## Your goal
The required answer is each line in the entries below where "positive" occurs.

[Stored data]
* * *

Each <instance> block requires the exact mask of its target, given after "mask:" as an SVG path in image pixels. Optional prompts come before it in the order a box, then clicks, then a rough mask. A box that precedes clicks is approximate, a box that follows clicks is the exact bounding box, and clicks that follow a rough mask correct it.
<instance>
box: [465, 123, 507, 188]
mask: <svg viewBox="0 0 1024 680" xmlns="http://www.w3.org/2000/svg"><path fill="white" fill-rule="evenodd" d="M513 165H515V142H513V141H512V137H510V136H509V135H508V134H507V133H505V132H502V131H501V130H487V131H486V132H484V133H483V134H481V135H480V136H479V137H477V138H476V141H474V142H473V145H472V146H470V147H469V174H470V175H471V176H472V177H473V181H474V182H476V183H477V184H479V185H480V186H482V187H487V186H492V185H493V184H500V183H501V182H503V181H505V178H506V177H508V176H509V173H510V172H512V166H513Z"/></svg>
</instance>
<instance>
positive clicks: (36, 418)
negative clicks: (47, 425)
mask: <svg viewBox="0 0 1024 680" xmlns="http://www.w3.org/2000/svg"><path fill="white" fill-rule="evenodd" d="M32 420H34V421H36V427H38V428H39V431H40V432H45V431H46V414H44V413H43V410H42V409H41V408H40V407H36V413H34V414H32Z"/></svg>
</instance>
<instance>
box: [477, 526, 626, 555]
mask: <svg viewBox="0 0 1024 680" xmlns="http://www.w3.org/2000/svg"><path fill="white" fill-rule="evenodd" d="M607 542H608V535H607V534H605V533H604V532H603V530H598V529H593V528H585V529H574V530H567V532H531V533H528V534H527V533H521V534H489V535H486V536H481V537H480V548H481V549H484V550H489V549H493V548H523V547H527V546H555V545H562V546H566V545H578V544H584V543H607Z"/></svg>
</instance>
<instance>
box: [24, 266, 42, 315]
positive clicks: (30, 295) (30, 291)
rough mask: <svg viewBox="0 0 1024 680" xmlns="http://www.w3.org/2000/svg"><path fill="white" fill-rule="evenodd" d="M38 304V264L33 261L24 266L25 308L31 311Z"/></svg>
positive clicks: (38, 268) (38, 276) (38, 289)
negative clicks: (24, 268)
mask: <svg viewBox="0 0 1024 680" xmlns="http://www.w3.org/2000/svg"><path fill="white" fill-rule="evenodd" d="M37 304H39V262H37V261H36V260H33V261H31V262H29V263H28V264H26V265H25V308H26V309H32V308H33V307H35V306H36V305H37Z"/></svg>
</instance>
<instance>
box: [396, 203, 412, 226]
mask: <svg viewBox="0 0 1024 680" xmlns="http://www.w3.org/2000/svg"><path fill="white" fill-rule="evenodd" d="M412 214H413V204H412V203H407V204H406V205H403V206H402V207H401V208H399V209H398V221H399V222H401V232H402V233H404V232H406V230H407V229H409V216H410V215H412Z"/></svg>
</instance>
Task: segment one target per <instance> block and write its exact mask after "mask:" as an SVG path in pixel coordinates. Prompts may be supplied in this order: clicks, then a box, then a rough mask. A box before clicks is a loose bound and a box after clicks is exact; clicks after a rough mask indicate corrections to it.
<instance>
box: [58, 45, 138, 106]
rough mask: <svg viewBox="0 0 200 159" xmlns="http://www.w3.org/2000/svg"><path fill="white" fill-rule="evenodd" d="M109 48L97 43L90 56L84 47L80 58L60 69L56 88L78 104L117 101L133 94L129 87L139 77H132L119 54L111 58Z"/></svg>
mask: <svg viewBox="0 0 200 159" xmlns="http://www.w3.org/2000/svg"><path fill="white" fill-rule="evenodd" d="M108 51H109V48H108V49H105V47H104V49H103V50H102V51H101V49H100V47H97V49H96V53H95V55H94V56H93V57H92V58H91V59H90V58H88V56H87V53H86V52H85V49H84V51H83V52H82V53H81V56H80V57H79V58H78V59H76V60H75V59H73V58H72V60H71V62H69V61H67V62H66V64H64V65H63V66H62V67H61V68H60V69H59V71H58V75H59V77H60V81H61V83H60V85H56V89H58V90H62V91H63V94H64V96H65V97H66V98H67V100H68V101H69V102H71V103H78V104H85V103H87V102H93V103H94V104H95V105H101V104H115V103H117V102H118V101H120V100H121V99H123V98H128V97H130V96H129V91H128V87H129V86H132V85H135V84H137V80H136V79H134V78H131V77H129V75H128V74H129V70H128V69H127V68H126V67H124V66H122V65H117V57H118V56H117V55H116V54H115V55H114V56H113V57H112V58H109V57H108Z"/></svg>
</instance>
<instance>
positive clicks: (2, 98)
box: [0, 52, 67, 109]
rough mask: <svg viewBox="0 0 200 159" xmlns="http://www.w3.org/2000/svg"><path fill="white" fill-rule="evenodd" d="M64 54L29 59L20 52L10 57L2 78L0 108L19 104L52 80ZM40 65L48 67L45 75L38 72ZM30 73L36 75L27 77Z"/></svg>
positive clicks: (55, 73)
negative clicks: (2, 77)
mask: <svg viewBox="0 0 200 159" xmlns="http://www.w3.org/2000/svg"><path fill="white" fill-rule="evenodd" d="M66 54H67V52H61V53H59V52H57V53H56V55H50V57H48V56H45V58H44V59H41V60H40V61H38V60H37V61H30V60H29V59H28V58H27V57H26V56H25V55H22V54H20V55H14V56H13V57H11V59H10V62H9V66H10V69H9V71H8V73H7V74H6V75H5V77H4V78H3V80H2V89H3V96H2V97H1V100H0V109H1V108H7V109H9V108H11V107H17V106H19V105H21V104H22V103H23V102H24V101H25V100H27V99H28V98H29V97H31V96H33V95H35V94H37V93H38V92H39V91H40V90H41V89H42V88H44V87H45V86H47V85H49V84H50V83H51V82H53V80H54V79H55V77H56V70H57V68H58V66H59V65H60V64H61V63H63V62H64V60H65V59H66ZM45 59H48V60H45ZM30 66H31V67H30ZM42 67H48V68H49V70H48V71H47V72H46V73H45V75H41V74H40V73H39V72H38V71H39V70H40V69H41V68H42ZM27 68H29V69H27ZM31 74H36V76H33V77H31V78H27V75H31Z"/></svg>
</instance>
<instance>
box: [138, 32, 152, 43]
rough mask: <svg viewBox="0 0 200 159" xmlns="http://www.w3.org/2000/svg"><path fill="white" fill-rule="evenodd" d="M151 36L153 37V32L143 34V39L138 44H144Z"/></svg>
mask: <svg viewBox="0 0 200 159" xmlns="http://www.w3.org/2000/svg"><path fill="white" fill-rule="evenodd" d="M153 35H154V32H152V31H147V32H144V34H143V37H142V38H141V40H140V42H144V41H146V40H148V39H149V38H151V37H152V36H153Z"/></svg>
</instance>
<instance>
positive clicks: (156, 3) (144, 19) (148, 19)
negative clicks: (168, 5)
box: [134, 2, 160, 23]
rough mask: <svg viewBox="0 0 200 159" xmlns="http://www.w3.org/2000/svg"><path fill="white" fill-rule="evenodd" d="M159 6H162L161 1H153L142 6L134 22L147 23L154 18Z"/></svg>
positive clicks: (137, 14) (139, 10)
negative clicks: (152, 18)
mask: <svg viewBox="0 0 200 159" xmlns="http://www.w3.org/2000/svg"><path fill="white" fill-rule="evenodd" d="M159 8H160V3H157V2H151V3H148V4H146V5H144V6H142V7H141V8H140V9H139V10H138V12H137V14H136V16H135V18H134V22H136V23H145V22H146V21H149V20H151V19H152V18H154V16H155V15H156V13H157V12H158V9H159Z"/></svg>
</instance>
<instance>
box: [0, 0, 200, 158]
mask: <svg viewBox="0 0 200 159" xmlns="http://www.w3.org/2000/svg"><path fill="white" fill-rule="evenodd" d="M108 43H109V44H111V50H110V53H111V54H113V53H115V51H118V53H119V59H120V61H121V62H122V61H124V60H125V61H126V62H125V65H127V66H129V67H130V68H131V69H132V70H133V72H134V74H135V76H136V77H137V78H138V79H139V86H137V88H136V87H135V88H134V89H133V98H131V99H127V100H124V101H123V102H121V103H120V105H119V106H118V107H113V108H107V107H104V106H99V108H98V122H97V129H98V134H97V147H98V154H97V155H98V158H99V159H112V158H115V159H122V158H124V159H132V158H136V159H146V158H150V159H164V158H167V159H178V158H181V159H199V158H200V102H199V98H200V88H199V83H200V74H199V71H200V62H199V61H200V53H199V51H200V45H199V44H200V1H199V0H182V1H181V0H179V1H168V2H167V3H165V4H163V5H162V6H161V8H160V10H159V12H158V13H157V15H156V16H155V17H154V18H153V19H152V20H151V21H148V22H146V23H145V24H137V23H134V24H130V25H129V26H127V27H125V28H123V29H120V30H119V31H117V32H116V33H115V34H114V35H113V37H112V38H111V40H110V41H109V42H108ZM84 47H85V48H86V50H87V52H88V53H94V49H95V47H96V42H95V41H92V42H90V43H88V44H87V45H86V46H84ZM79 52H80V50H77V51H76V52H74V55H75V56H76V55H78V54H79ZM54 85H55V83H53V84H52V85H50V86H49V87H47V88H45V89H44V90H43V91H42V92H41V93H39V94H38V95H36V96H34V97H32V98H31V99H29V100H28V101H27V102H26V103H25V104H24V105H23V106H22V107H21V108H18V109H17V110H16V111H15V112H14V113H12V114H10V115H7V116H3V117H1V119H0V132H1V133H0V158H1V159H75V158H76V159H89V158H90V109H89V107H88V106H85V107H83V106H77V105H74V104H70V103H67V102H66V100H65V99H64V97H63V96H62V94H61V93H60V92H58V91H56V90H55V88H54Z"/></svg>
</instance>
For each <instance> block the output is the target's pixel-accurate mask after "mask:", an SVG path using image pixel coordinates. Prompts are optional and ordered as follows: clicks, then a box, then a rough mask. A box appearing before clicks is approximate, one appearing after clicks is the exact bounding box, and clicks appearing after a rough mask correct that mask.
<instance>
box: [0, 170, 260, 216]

* * *

## Exercise output
positive clicks: (36, 418)
positive clicks: (30, 295) (30, 291)
positive clicks: (38, 268) (38, 276) (38, 289)
positive clicks: (2, 98)
positive clicks: (55, 73)
positive clicks: (156, 3) (144, 19) (148, 19)
positive clicks: (137, 14) (139, 10)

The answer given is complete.